The World Bank Group’s Identification for Development (ID4D) initiative, in conjunction with the Gates Foundation, estimates that globally one billion people are unable to prove their identity.  The majority of the one billion live in low-income countries (LICs), particularly in sub-Saharan Africa and Asia. Women and the poor are less likely to have an ID than other population groups. The ID4D-Findex survey found that 45% of women in LICs do not have an ID (vs. 30% of men), and 45% of the poorest 20% of the population (vs. 28% of the richest 20%) lack proof of identity[1]

There is little evidence about what causes the gender gap in possession of officially recognized IDs, however, and how it might vary within countries between, for example, the rich and the poor and different ethnic groups.  It is important to address the gender gap because women’s lack of access to IDs will constrain progress that can be made in other areas that are critical to poverty reduction – but that require proof of identity — such as financial inclusion, ownership of mobile phones, health services, social protection, and other development goals that are critical for the empowerment of women and girls.

Gender-based barriers that limit at the national level women’s access to IDs in comparison to men’s access to IDs lie in households, informal institutions (social norms), markets (direct and indirect costs), and formal institutions (legal barriers). Gender differentials in laws circumscribe a woman’s right to travel outside the home, get a job or pursue a trade or profession without permission from a husband or male guardian, sign a contract, register a business; be the head of household or head of family; be able to confer citizenship to her children; decide where her child will attend school; open a bank account; choose where to live;  have ownership over property; inherit property; act against the wishes of their husband; convey citizenship  to a non-national husband; administer marital property; exercise basic guardianship  and customary rights over children and more. These laws, regulations, and policies restrict the full capacity of women and constrain a woman’s economic choices, including her ability to engage in entrepreneurial and employment activities.  

As part of the deep dive into gender-based differences in official forms of identification and how this may impact financial inclusion, access to education and other (e.g. social safety nets),  a select group of law students at the University of Pennsylvania, under the supervision of Associate Dean Rangita de Silva de Alwis, will analyze laws in Nigeria and Tonga, including, but not limited to: gender-based legal barriers to birth registration; gender-based legal barriers to obtaining an ID card; gender-based legal barriers to obtaining a passport; and nationality laws in Nigeria and Tonga. Penn Law students will conduct this research as a one-credit independent study for a semester.  Students will undertake legal research as needed, and, when appropriate, attend meetings, either in person or via video conference with ID4D, Legal and Gender teams. The students will produce research memos at defined milestones.  A final report of their work will be submitted to the World Bank in May 2019.

- DIRECTIVE 1
Output everything in the passage on ID access from "There is little" down to "women and girls.".
- DIRECTIVE 2
According to the passage on ID access, what share of women in low-income countries do not have an ID?
- DIRECTIVE 3
Using the passage on ID access, explain why it is important to address the gender gap in possession of IDs.
The material that comes next is not needed for any of this work.

- COLLECTED DATA
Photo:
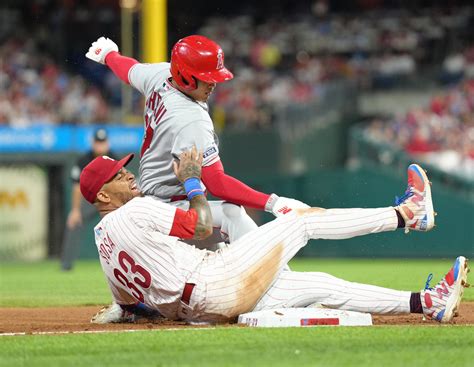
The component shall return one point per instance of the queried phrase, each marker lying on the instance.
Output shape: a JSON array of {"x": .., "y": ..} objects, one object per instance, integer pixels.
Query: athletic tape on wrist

- OUTPUT 1
There is little evidence about what causes the gender gap in possession of officially recognized IDs, however, and how it might vary within countries between, for example, the rich and the poor and different ethnic groups.  It is important to address the gender gap because women’s lack of access to IDs will constrain progress that can be made in other areas that are critical to poverty reduction – but that require proof of identity — such as financial inclusion, ownership of mobile phones, health services, social protection, and other development goals that are critical for the empowerment of women and girls.

- OUTPUT 2
45% of women in low-income countries do not have an ID.

- OUTPUT 3
Women's lack of access to IDs will constrain progress in other areas that are critical to poverty reduction but require proof of identity. These include financial inclusion, mobile phone ownership, health services, social protection, and other development goals critical for the empowerment of women and girls.